++++ Information provided ++++

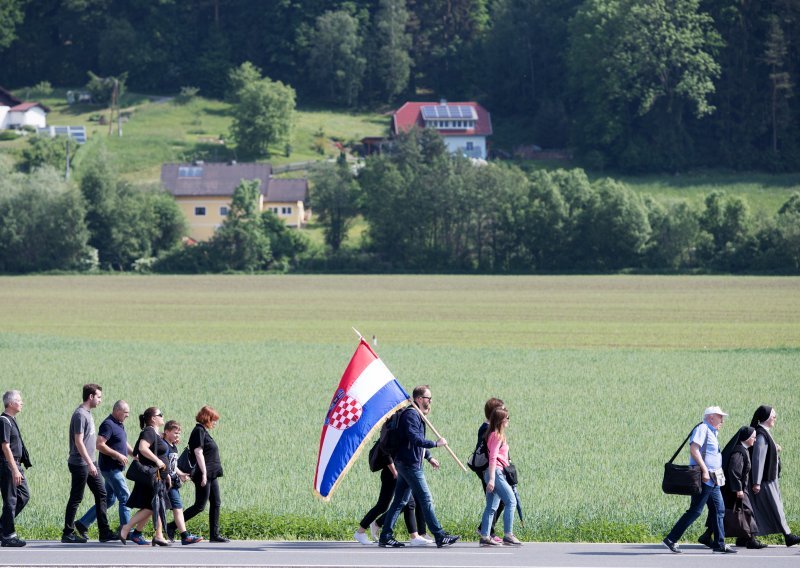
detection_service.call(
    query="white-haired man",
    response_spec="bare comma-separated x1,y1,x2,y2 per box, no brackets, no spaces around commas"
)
663,406,737,554
1,390,30,547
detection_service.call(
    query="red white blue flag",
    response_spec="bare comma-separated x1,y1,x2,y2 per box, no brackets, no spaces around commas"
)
314,338,410,500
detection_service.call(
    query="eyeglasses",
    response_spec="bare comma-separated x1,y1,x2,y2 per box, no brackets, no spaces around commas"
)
419,396,432,401
156,413,164,417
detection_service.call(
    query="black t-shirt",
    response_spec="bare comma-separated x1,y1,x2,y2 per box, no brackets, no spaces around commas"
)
189,423,223,479
0,413,23,461
133,427,169,468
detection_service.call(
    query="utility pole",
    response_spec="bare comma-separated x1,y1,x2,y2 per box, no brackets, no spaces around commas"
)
65,137,70,180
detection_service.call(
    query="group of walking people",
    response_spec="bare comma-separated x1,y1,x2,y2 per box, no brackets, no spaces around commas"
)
1,385,227,547
354,388,522,548
663,405,799,554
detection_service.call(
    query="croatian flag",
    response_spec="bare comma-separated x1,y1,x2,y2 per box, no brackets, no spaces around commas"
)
314,338,410,500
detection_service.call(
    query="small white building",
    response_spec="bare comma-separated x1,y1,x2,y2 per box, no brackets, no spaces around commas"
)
0,86,50,130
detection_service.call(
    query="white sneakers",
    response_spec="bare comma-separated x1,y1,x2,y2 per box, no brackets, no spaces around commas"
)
369,521,380,541
354,528,433,547
354,530,373,545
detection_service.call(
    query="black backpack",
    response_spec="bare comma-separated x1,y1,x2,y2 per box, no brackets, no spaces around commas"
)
380,406,411,456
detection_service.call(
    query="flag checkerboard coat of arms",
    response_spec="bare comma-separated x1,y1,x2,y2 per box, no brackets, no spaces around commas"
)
313,338,410,500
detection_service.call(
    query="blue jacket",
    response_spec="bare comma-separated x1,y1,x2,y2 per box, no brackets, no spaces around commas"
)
394,407,435,469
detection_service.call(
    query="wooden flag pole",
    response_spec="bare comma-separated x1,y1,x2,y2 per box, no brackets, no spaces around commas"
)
411,401,468,473
350,328,466,472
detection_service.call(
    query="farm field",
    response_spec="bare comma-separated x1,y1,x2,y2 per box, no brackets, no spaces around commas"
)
0,274,798,542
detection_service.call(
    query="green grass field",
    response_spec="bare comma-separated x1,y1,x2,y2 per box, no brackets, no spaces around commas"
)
0,274,798,542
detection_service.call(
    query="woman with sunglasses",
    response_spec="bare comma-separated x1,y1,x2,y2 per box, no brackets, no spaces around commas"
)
478,407,521,546
120,407,170,546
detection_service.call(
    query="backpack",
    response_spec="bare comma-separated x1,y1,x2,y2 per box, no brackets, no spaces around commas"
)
177,445,196,476
380,406,411,456
467,437,489,474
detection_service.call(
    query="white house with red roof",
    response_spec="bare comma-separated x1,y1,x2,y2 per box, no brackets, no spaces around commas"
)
0,86,50,130
391,100,492,159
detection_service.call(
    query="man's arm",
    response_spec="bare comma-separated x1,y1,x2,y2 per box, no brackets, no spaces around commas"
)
1,442,22,485
96,435,128,466
689,442,709,482
74,433,98,477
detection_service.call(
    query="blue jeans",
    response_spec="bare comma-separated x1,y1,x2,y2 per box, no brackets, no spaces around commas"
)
481,467,516,536
78,469,131,529
666,483,724,548
379,461,445,541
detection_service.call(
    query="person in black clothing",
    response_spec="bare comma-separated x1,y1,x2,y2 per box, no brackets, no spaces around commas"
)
1,390,30,547
472,397,505,544
168,405,227,542
698,426,767,550
120,407,170,546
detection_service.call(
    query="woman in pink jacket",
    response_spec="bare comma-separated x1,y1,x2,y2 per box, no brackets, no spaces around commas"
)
479,407,522,546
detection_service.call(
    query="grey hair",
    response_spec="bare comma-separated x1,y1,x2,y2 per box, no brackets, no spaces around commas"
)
3,391,21,408
112,400,128,412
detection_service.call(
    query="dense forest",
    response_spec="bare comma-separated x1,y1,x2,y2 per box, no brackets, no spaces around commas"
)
1,0,799,173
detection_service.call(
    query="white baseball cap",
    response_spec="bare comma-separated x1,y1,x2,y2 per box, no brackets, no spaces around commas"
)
703,406,729,417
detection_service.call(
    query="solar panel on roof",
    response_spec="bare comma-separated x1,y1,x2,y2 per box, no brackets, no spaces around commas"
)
421,105,476,121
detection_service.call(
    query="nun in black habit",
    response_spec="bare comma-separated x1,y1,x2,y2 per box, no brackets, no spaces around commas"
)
749,405,800,547
698,426,766,549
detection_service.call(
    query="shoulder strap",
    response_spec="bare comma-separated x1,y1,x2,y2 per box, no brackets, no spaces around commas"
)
667,422,703,464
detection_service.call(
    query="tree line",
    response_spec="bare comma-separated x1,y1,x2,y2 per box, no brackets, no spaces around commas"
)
2,130,799,274
310,130,800,274
1,0,798,172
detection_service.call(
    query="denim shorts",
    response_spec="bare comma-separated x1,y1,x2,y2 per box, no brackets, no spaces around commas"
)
168,487,183,510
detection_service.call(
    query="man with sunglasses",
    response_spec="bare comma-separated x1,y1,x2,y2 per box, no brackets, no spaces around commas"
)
379,385,460,549
62,384,119,543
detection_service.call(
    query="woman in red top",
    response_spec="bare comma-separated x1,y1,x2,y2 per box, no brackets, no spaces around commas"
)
479,407,521,546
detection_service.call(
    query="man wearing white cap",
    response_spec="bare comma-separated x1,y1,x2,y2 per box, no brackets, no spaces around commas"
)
663,406,737,554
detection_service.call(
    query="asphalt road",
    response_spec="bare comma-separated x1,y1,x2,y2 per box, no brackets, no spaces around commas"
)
1,541,798,568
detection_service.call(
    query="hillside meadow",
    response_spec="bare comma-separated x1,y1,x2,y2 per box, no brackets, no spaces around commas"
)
2,90,800,216
0,274,798,542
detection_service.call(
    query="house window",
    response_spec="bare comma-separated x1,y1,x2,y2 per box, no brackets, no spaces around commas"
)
282,207,292,215
179,166,203,177
466,142,474,151
220,206,229,216
195,207,206,216
270,207,279,214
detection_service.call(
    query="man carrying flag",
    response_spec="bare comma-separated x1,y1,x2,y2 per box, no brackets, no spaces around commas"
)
379,385,461,549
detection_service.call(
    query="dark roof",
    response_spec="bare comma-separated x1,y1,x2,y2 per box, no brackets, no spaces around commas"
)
161,162,308,203
161,162,272,197
267,178,308,203
0,86,22,107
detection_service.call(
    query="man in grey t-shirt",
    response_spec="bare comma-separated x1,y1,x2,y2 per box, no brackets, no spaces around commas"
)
62,384,118,543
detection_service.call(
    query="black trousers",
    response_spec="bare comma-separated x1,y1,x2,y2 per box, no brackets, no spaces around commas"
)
0,462,30,538
64,462,111,537
360,467,425,535
180,477,221,537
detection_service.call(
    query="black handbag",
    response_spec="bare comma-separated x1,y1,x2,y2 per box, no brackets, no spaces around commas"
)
662,422,703,495
724,500,754,538
503,463,519,485
126,459,157,486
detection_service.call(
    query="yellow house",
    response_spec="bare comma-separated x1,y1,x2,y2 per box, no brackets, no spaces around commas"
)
161,161,310,242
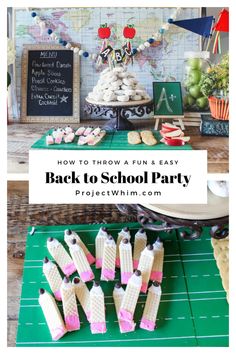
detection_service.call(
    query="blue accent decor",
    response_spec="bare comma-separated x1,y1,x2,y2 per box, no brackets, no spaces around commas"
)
83,51,89,57
168,18,174,23
159,28,165,34
31,12,37,17
47,29,53,35
59,38,64,44
170,16,214,38
62,41,67,46
132,48,137,55
148,38,154,44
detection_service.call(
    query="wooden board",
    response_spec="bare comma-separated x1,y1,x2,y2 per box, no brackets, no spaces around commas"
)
21,45,80,123
16,222,228,347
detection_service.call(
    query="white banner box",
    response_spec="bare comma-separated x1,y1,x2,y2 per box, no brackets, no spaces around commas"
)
29,150,207,204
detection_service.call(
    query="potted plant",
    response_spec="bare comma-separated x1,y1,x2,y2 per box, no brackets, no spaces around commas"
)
200,53,229,120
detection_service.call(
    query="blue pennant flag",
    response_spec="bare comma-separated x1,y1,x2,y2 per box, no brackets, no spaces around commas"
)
169,16,214,38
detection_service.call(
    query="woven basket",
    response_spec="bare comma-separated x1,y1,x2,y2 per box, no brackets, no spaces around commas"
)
208,96,229,120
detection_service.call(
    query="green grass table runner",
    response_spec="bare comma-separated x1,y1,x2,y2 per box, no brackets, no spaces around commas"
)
31,131,192,151
16,222,228,347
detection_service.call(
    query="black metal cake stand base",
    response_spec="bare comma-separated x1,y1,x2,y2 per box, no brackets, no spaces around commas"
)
84,99,153,131
116,204,229,240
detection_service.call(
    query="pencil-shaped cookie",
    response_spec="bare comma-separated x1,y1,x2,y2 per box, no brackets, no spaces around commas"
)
95,227,108,268
140,281,162,331
151,237,164,283
116,227,131,267
119,270,142,323
137,245,154,293
113,282,135,333
101,235,116,281
60,277,80,331
90,281,107,334
47,237,76,276
69,239,94,282
64,229,95,265
43,256,63,301
133,228,147,269
38,288,67,341
119,238,133,284
73,277,91,321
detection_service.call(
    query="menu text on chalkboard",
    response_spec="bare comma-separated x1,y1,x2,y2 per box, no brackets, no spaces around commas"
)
27,50,73,116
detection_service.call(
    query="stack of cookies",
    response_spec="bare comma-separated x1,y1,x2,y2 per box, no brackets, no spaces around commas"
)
87,66,150,103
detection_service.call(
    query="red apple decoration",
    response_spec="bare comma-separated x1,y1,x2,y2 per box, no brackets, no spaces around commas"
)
159,122,190,146
164,137,185,146
123,24,136,39
98,23,111,39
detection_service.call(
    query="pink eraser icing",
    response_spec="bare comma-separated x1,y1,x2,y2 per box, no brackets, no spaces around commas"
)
90,322,107,334
54,289,62,301
86,253,95,265
141,282,148,294
96,258,102,268
140,318,155,331
120,320,136,333
81,270,94,282
133,259,139,269
63,262,76,276
121,272,132,285
65,314,80,331
150,270,163,283
118,308,133,322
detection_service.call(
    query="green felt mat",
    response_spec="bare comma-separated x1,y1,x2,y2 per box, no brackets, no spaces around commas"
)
31,130,192,150
16,223,228,347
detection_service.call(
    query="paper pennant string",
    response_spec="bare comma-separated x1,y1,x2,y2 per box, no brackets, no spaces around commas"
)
169,16,214,38
213,9,229,32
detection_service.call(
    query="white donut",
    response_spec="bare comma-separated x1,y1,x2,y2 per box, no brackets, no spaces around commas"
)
124,89,136,96
114,89,127,96
113,66,125,73
101,68,111,75
121,84,133,91
129,78,138,85
117,95,130,102
143,94,151,100
131,94,142,101
111,79,122,87
118,72,129,78
103,92,116,102
135,89,146,96
123,78,133,86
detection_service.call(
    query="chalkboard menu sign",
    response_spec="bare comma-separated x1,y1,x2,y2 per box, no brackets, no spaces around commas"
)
21,45,80,123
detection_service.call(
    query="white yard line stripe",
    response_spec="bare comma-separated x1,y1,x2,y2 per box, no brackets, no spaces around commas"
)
16,334,228,345
20,289,225,302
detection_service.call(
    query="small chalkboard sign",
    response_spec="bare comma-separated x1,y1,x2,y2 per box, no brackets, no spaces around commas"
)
21,45,80,123
153,82,184,130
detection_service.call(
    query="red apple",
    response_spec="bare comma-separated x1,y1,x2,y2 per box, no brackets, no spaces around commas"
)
98,24,111,39
164,137,185,146
162,123,179,132
123,25,136,39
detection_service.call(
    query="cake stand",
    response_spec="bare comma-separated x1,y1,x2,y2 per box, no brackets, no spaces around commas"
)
84,97,153,130
117,190,229,240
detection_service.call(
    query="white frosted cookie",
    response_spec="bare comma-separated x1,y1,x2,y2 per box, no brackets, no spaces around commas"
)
131,95,142,101
117,95,130,102
125,89,136,96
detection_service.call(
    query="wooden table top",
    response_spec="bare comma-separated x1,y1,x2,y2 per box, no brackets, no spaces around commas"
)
8,120,228,173
7,181,135,346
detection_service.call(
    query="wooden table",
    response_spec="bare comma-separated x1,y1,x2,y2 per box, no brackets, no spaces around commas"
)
7,181,136,346
8,121,229,173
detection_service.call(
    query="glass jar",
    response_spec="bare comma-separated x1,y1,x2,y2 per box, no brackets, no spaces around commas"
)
183,51,211,112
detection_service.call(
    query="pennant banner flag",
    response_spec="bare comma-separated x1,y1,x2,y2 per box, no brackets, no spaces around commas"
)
213,9,229,32
169,16,214,38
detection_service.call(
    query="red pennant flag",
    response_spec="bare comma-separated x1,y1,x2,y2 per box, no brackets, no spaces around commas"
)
213,9,229,32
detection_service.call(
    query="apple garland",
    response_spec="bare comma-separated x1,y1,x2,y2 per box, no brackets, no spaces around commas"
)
29,8,182,65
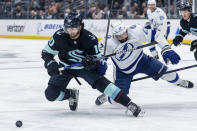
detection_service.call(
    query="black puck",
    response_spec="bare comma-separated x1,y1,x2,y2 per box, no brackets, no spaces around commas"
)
16,120,23,127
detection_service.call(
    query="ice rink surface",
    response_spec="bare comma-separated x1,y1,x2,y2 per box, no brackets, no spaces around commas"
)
0,38,197,131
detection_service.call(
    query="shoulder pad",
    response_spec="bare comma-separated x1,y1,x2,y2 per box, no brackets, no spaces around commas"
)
54,29,65,37
82,29,98,44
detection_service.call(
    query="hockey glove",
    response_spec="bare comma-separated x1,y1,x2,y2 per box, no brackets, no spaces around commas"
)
82,55,97,70
44,60,60,76
190,40,197,51
161,46,181,64
96,59,108,76
173,35,183,46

++++

**Task to carry out**
The answer must be every line from the records above that contains "blue".

**Your solution**
    query="red white blue flag",
    query="blue jacket",
    query="blue jeans",
    query="blue accent decor",
    query="blue pennant flag",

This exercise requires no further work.